* DIRECTIONS
Find the string "windshield" in the listing and report every line that has it.

-------

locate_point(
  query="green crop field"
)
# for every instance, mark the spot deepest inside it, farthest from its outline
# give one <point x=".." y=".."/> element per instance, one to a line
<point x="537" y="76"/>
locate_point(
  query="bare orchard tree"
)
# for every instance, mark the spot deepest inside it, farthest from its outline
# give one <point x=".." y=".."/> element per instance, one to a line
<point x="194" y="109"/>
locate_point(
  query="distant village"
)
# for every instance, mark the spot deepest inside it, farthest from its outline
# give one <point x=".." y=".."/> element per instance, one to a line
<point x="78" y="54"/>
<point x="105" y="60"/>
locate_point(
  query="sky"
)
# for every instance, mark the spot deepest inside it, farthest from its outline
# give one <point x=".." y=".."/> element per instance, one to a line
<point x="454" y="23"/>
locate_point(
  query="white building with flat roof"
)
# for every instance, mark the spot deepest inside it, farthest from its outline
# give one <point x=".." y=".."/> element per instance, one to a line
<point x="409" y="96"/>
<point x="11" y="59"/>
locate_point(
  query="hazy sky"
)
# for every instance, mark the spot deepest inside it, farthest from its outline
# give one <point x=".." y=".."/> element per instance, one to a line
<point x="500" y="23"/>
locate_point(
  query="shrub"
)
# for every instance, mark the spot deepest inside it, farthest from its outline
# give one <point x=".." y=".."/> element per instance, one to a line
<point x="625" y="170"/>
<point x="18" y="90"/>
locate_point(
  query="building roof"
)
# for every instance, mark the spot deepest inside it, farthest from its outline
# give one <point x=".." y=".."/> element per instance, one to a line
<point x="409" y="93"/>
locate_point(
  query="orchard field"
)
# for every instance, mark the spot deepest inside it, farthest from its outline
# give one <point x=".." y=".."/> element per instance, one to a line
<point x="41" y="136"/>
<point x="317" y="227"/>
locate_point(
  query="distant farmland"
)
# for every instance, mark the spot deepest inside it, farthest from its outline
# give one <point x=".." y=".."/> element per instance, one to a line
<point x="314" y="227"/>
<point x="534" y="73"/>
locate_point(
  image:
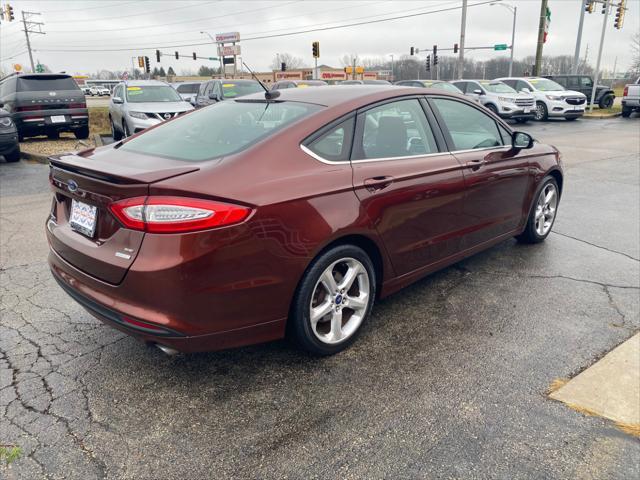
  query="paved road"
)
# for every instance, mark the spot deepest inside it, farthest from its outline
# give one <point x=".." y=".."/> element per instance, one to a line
<point x="448" y="379"/>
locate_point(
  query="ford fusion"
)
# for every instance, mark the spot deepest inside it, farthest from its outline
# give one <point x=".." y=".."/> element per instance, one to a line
<point x="290" y="213"/>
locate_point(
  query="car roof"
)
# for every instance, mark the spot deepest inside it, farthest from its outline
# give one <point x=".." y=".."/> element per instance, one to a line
<point x="353" y="95"/>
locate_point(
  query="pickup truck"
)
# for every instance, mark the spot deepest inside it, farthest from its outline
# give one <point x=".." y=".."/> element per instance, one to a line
<point x="631" y="98"/>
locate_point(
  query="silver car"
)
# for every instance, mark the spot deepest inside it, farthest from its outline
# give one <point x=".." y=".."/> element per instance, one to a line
<point x="139" y="104"/>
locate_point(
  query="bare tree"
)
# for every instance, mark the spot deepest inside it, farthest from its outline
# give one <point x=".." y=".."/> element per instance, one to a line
<point x="292" y="62"/>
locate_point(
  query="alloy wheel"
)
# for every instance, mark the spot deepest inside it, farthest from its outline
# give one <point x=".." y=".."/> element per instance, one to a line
<point x="546" y="209"/>
<point x="339" y="301"/>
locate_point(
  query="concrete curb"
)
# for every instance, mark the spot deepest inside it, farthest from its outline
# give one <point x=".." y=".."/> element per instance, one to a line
<point x="35" y="157"/>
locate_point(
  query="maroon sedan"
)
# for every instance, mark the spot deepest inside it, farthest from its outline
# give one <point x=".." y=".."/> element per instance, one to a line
<point x="258" y="218"/>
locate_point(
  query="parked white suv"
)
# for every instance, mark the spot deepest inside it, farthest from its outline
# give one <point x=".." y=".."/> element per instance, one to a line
<point x="552" y="99"/>
<point x="500" y="98"/>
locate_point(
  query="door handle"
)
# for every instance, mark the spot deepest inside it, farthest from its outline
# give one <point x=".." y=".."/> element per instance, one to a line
<point x="378" y="183"/>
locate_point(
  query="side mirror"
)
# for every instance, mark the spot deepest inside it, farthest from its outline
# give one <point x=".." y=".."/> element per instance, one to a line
<point x="521" y="140"/>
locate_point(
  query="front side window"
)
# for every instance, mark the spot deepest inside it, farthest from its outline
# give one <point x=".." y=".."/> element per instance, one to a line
<point x="336" y="143"/>
<point x="468" y="127"/>
<point x="222" y="129"/>
<point x="397" y="129"/>
<point x="152" y="93"/>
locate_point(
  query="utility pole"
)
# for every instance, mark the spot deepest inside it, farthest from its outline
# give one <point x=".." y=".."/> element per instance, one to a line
<point x="596" y="76"/>
<point x="28" y="26"/>
<point x="576" y="55"/>
<point x="460" y="67"/>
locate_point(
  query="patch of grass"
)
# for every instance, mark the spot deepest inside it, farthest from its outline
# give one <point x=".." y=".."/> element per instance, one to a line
<point x="9" y="453"/>
<point x="99" y="120"/>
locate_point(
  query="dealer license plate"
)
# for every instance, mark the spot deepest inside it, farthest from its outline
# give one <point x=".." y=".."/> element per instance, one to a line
<point x="83" y="218"/>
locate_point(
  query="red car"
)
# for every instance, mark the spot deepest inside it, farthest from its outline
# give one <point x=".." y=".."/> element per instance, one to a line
<point x="289" y="214"/>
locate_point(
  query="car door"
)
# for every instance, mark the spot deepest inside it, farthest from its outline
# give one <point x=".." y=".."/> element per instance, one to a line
<point x="408" y="185"/>
<point x="497" y="177"/>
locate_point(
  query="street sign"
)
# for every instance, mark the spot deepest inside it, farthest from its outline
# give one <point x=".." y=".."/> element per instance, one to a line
<point x="229" y="37"/>
<point x="229" y="50"/>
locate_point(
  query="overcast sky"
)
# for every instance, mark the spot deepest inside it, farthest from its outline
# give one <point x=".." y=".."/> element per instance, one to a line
<point x="139" y="27"/>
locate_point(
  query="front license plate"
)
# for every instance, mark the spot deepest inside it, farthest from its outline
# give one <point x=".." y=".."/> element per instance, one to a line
<point x="83" y="218"/>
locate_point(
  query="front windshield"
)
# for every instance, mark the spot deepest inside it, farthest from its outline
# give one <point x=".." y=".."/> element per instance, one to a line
<point x="545" y="85"/>
<point x="152" y="93"/>
<point x="218" y="130"/>
<point x="497" y="87"/>
<point x="240" y="89"/>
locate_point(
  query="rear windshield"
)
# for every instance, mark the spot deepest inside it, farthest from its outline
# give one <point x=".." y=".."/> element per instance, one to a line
<point x="218" y="130"/>
<point x="188" y="88"/>
<point x="152" y="93"/>
<point x="46" y="84"/>
<point x="497" y="87"/>
<point x="235" y="89"/>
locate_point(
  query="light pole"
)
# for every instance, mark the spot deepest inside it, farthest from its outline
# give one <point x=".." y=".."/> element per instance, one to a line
<point x="213" y="40"/>
<point x="513" y="9"/>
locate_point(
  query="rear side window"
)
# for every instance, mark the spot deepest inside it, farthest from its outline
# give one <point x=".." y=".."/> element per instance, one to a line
<point x="468" y="127"/>
<point x="46" y="84"/>
<point x="222" y="129"/>
<point x="396" y="129"/>
<point x="335" y="144"/>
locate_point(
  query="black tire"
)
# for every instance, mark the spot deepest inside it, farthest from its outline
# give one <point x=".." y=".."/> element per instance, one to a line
<point x="530" y="234"/>
<point x="606" y="101"/>
<point x="299" y="327"/>
<point x="492" y="108"/>
<point x="115" y="133"/>
<point x="541" y="113"/>
<point x="82" y="133"/>
<point x="14" y="156"/>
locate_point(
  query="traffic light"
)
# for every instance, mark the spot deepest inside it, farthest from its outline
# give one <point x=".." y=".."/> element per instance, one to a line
<point x="8" y="13"/>
<point x="589" y="6"/>
<point x="619" y="20"/>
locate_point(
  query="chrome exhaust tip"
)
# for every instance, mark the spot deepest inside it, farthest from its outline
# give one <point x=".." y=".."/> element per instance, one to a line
<point x="168" y="350"/>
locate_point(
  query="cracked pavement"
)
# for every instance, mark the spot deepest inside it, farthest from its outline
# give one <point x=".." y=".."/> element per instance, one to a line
<point x="447" y="380"/>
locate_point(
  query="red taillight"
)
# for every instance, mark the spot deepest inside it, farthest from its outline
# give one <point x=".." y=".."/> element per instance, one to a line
<point x="176" y="214"/>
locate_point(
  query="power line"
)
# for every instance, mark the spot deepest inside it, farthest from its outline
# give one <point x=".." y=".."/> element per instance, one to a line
<point x="246" y="39"/>
<point x="175" y="23"/>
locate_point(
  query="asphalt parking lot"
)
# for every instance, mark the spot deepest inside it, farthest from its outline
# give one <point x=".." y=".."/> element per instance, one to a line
<point x="448" y="379"/>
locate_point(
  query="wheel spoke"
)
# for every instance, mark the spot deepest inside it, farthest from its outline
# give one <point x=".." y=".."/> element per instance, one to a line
<point x="329" y="282"/>
<point x="349" y="278"/>
<point x="320" y="311"/>
<point x="336" y="326"/>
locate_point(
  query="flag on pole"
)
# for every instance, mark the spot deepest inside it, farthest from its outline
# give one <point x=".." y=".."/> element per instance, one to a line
<point x="547" y="22"/>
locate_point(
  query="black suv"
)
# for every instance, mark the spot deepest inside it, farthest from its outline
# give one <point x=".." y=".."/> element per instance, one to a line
<point x="584" y="84"/>
<point x="45" y="104"/>
<point x="9" y="146"/>
<point x="213" y="91"/>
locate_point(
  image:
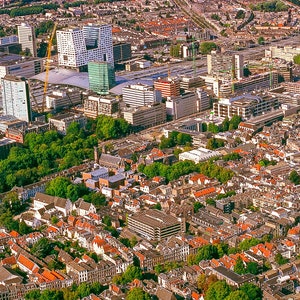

-------

* ANSWER
  query="front windshield"
  query="rear windshield"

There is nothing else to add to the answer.